#### Passage shown:
★ ★ ★ ★ ★

Titan Arm
Month
We’re pleased to announce that we’ve been accepted to the Cornell Cup Competition! Cornell and Intel have teamed up to present an embedded systems competition. We’ll be competing this May is Disney World, Florida! Stay tuned.
Based on our actuation selection, a cable drive will be implemented on the exoskeleton to transmit the power from the motor to the elbow joint. A cable drive system allows for non-localized actuation. Other exoskeletons, such as HAL (image below), use localized motors for actuation. With non-localized actuation, it is possible to increase the motor strength and decrease the weight at the joint extremities.
We’ll be investigating cables and sheathing to transmit the force from the back to the elbow joint.
After months of deliberation, our team decided to purse an actuated upper body exoskeleton for use in the fields of healthcare, search and rescue, and strength intensive occupations.
Isolating simply the actuation subsystem, our team researched four different forms of actuation:
Fig. 1: Our whiteboard brainstorming session.
Our team has decided to move forward with a DC motor actuation system. This system was chosen because the team has experience; DC motors are already relatively inexpensive, clean, quiet, and precise.
One way of creating a natural user experience is to give a quick, smooth response to the user input. This is no small feat; how can you tell when a user requires additional strength? Electromyography is a potential solution. Electromyography, or EMG, is a way of sensing muscle activity through electrical signals. When muscles are activated by the brain, an electrical potential can be measured in the range of 50uV to 30 mV. By amplifying and filtering the signals, it’s possible to read and decompose the signals. When the muscles are inactive, the electrical potential is low; however, when lifting an object, the electrical potential rises. As the work required of the human increases, more muscle is called on to help lift the object, increasing the potential even higher. Therefore, using the correct sensors and filtering, it’s possible to scale the amount of aid from an exoskeletal suit.
Figure 1: The circuit used for amplifying and filtering EMG sensor data.
One of the team members’ brothers, Steve McGill, worked on a project with EMG sensors a few years back for his senior design. We enlisted his help in developing a EMG solution and borrowed his circuit, still working after three years of inactivity (Fig. 1). The sensors he lent us were high quality collocated EMG pads (see Fig. 2). This setup was found to be a “binary” approach, capable of determining if there was any muscle activity or none at all. This result was exciting, especially so early on in our project, but not ideal. An ideal signal would clearly represent a gradient of muscle activity, delineating both small and large loads. Luckily, a little digging online led to some interesting circuits that we’ll be investigating soon!
Figure 2: Two EMG sensors. These were applied directly to the skin and attached with typical bandage wrap.
The transition from no assistance to assistance could be triggered with these EMG sensors, but it’s not clear yet how to stop the external support. For example, when lifting a heavy box, the assistance could be triggered once the EMG signal crosses a certain threshold. This would allow the user to lift the box in a continuous angular rotation. However, a trigger must be set at the desired arm angle to lock the user’s arm in place. Current systems use an external controller to actuate and stop the user’s motion; it would be ideal to encapsulate the system and localize control to the user.

★ ★ ★ ★ ★

#### Your assignment:
Update the Titan Arm text from the words "One of the team" through "be investigating soon!", giving that part again with "senior design" changed to "capstone project".

(Collected data)
★ ★ ★ ★ ★

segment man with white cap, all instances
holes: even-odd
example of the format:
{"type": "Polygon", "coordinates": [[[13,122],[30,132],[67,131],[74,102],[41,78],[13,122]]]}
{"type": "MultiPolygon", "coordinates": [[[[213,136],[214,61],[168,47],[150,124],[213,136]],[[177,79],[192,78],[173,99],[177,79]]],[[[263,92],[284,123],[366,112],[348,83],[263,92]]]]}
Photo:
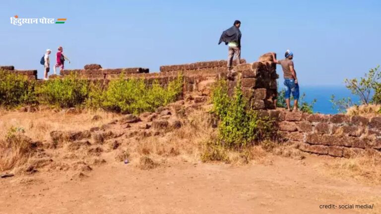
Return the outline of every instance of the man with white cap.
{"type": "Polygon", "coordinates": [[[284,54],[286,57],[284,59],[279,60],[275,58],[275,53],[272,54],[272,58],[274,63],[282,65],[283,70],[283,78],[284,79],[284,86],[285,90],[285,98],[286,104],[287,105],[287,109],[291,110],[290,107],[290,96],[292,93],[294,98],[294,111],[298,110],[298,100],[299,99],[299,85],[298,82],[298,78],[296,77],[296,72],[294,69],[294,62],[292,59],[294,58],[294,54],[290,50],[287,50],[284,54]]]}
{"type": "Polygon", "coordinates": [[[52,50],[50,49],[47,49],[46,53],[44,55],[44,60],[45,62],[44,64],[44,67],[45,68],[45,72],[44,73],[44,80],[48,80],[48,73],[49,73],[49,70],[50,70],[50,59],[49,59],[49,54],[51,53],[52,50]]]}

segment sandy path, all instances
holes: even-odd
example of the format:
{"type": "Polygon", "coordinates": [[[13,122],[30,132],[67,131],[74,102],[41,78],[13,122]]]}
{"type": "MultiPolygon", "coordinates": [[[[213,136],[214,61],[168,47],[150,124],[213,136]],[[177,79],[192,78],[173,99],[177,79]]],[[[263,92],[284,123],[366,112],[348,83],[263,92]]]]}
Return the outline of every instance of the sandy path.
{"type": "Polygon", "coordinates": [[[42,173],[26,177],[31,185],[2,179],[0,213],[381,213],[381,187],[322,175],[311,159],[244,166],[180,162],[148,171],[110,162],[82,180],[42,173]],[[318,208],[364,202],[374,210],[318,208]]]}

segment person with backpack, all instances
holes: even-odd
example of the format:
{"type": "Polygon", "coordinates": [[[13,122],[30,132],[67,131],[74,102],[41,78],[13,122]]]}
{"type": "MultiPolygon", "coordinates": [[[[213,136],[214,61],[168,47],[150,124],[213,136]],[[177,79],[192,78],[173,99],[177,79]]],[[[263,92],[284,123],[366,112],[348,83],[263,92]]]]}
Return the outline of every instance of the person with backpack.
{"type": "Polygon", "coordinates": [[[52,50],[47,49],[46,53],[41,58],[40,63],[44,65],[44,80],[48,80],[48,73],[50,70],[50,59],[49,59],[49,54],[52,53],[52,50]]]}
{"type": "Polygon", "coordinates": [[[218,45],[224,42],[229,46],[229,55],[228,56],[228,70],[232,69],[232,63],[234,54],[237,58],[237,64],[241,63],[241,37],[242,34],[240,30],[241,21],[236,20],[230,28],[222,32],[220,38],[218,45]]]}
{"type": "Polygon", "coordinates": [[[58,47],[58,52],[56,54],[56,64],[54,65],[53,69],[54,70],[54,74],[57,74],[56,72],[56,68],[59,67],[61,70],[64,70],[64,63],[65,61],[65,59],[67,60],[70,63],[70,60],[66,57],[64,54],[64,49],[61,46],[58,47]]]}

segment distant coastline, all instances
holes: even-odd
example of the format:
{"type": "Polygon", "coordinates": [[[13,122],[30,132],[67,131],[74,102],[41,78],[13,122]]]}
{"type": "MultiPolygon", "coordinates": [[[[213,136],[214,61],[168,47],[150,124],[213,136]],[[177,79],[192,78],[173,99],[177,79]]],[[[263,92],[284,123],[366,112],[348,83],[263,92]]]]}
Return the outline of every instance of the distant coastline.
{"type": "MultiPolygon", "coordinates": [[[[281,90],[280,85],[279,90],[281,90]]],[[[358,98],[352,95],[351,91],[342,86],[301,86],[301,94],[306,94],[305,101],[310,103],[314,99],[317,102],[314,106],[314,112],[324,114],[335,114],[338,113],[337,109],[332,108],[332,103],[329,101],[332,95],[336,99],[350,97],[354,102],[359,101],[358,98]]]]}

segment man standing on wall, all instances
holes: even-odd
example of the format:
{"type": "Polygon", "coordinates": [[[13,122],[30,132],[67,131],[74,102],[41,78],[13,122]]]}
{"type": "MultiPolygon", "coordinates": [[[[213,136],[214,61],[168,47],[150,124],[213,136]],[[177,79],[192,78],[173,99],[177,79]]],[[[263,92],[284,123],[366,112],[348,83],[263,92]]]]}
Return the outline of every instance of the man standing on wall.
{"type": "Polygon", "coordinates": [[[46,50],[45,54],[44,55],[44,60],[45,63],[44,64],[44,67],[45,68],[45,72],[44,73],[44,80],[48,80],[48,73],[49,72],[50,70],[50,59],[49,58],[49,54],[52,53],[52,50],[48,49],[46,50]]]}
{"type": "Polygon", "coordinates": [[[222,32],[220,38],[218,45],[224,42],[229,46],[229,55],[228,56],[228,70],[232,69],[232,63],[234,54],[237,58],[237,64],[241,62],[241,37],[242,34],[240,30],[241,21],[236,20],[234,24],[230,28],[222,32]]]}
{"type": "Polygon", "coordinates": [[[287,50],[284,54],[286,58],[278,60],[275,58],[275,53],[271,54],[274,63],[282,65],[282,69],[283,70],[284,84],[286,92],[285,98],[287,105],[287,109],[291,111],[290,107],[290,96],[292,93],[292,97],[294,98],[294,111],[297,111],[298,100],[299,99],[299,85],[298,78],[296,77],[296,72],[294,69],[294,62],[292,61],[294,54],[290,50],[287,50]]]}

★ ★ ★ ★ ★

#### Written response:
One of the team members’ brothers, Steve McGill, worked on a project with EMG sensors a few years back for his capstone project. We enlisted his help in developing a EMG solution and borrowed his circuit, still working after three years of inactivity (Fig. 1). The sensors he lent us were high quality collocated EMG pads (see Fig. 2). This setup was found to be a “binary” approach, capable of determining if there was any muscle activity or none at all. This result was exciting, especially so early on in our project, but not ideal. An ideal signal would clearly represent a gradient of muscle activity, delineating both small and large loads. Luckily, a little digging online led to some interesting circuits that we’ll be investigating soon!